PASSAGE PROVIDED:
════════
In the United States, indecent exposure refers to conduct undertaken in a non-private or (in some jurisdictions) publicly viewable location, which is deemed indecent in nature, such as nudity, masturbation or sexual intercourse. Such activity is often illegal. The legal definition in a given location may not specify all activities that would be covered.

Indecent exposure may also be referred to as "sexual misconduct" or "public lewdness".

Legal status

History
The issue of flashing or indecent exposure can be traced back in the United States as early as the 1870s as demonstrated in this 1874 Sacramento Daily Union article which reads:

A Shameless Fellow Shot in San Jose San Jose, California December 2d. [1874] For several days past, an Italian, who refuses to give his name, has been in the habit of standing on the corner of Fourth and Julian Streets in the city, and making an exposure of his person to school children. This morning complaint was made at the police office, and the officers Keane and Vance were detailed to arrest him.  About 4 o'clock this afternoon, after the officers had arrested him ...

In some areas of the United States of America in the early 1900s, women were expected to wear cumbersome dresses and pantaloon combinations when swimming. In 1907, Annette Kellerman, an Australian swimmer, was arrested on a Boston beach for public indecency for wearing her trademark one-piece swimsuit. After a public outcry at the arrest, the style had become generally acceptable by the 1910s.

Laws
In the United States, states have differing nudity and public decency laws. In most states, state law prohibits exposure of the genitals and/or the female nipples in a public place, while in other states simple nudity is legal, but evidence of intent to shock, arouse or offend other persons (lewd conduct) is evidence of prohibited conduct.  For example, in most states, it is a criminal offense punishable by fines and/or imprisonment, and/or registered sex offender requirements and restrictions.  Some states permit local governments to set local standards.  Public nudity itself has not been a crime throughout California since a 2000 Appellate Court ruling, and prosecutions and convictions are unheard of, but arrests do still occur, though they also are unusual, and Vermont only prohibits "open and gross lewdness and lascivious behavior" so many forms of public nudity are legal.
════════
GIVEN INFORMATION:
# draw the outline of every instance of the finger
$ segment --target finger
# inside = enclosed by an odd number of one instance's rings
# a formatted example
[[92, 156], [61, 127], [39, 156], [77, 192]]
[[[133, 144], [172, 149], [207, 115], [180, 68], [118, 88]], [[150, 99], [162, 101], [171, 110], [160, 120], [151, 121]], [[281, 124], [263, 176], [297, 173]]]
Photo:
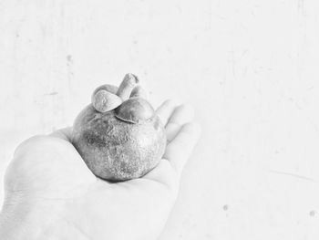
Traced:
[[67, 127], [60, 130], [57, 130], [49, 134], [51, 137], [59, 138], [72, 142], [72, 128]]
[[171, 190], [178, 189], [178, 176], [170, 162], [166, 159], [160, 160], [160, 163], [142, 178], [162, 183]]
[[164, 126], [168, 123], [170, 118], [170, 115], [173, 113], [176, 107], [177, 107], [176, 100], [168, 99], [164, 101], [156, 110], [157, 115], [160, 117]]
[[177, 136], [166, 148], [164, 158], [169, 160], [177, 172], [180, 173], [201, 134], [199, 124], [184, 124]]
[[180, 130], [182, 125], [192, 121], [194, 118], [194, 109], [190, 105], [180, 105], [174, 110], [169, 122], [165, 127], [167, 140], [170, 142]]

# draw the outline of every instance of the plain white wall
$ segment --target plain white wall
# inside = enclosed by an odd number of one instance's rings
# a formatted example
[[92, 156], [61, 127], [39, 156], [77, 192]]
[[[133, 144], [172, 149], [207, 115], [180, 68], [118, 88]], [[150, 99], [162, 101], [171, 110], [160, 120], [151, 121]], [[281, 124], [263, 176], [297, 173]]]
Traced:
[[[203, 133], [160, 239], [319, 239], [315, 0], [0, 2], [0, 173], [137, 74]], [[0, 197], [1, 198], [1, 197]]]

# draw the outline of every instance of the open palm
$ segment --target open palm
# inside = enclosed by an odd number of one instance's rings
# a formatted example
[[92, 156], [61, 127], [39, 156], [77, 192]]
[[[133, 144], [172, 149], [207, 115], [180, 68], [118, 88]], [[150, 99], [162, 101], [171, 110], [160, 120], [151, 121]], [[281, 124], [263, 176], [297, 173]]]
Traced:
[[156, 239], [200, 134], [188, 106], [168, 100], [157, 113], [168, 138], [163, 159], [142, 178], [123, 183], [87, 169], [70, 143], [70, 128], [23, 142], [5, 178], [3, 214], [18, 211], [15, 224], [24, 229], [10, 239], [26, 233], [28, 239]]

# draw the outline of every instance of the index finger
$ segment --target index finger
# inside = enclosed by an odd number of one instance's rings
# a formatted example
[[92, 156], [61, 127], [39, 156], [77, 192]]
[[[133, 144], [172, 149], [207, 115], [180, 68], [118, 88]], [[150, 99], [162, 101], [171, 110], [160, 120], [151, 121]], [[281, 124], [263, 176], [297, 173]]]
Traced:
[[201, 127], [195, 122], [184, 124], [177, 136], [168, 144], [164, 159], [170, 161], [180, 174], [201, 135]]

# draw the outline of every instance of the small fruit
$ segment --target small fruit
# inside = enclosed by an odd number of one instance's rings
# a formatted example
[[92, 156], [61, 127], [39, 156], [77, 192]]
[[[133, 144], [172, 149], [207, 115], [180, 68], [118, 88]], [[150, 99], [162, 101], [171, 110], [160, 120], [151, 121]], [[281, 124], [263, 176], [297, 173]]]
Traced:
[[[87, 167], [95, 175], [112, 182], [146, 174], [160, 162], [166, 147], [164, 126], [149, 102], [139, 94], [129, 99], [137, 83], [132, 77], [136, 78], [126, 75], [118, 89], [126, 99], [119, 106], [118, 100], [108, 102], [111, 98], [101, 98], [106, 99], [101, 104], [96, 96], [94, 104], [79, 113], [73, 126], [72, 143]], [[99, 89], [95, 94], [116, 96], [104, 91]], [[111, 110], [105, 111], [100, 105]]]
════════
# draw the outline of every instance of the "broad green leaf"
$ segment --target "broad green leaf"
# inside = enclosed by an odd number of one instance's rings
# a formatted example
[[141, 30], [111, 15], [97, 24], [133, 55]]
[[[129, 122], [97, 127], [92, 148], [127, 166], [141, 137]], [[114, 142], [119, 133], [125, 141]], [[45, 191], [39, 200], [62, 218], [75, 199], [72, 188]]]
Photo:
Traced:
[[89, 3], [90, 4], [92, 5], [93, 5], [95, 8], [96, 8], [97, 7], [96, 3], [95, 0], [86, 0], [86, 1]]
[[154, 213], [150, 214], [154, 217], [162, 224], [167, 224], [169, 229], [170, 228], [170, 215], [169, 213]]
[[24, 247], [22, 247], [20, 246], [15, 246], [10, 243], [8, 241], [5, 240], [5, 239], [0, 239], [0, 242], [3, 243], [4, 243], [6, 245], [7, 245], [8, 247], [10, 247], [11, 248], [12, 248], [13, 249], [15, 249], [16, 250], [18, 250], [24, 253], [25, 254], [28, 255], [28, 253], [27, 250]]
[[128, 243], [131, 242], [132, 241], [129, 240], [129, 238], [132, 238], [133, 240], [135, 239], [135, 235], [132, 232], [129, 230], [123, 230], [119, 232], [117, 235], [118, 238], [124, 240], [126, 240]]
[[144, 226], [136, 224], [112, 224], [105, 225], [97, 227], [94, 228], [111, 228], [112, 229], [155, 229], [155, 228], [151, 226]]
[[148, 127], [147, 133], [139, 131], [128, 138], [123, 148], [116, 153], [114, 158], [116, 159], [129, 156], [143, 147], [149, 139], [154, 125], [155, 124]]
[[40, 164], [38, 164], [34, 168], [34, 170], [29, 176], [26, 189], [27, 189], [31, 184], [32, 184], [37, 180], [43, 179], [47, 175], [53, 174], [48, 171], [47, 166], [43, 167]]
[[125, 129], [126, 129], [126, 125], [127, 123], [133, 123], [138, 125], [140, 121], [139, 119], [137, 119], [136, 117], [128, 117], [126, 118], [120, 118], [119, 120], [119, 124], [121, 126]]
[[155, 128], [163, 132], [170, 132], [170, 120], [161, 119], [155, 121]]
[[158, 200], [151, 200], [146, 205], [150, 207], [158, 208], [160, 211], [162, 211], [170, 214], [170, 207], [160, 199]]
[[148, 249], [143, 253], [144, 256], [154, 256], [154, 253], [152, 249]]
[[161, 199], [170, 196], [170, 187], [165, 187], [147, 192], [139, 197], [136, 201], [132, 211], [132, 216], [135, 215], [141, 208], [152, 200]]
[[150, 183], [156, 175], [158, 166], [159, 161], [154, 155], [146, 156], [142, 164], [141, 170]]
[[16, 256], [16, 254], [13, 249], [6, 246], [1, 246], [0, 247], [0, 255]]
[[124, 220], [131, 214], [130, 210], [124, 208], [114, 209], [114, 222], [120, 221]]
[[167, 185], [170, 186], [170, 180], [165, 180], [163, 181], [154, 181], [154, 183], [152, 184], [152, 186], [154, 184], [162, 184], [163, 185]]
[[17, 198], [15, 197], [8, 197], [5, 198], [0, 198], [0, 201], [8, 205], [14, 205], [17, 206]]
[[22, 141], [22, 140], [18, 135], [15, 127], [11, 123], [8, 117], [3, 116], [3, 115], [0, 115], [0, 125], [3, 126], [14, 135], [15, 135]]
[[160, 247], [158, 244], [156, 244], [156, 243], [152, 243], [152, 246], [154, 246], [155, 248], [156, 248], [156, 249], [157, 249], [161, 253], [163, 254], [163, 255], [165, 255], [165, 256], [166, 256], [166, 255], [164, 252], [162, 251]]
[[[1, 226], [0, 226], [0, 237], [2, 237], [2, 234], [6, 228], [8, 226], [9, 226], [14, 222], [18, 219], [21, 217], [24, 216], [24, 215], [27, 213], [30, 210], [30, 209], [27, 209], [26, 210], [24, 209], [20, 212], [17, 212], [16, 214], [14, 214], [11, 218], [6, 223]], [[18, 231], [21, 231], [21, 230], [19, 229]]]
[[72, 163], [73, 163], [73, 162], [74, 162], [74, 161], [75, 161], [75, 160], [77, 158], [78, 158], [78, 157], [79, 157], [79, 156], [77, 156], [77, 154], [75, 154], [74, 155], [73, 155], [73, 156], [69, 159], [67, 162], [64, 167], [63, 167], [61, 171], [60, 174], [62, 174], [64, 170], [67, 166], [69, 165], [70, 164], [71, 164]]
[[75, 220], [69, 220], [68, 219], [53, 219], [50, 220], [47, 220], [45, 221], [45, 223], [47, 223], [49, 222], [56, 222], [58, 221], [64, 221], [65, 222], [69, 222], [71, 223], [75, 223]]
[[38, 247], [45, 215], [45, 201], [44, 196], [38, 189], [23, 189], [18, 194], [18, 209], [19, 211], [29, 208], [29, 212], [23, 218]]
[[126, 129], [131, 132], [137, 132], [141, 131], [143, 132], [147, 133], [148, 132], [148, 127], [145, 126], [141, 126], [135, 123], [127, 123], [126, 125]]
════════
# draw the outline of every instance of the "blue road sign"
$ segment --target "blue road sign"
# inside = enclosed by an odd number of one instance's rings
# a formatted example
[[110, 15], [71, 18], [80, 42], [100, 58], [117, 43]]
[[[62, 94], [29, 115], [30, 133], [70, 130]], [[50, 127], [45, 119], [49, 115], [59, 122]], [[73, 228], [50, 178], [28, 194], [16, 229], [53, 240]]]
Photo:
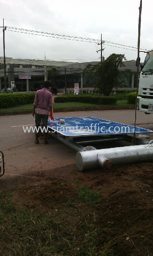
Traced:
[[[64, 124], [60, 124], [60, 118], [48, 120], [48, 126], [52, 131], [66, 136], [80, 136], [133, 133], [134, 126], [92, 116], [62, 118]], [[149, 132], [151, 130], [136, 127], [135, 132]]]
════════
GIVEN EXERCISE: Carry on the passage about indecent exposure laws in the United States from its last sentence. None of the records are needed here.

RESULT:
Indecent exposure is defined as a crime in the United States Armed Forces by Article 120c, Uniform Code of Military Justice. The changes to Article 120c became part of the Manual for Courts-Martial in the 2012 edition.

In Texas, a 2021 law extended indecent exposure to online activity, in which a person sends unsolicited nude or sexual images to another individual. However, the law defined the offense as a lesser misdemeanor than in-person exposure.

Exemption for breastfeeding of infants
Most states exempt breastfeeding mothers from prosecution under these statutes. U.S. Public Law 106–58 Sec. 647., enacted in 1999, specifically provides that "a woman may breastfeed her child at any location in a Federal building or on Federal property, if the woman and her child are otherwise authorized to be present at the location."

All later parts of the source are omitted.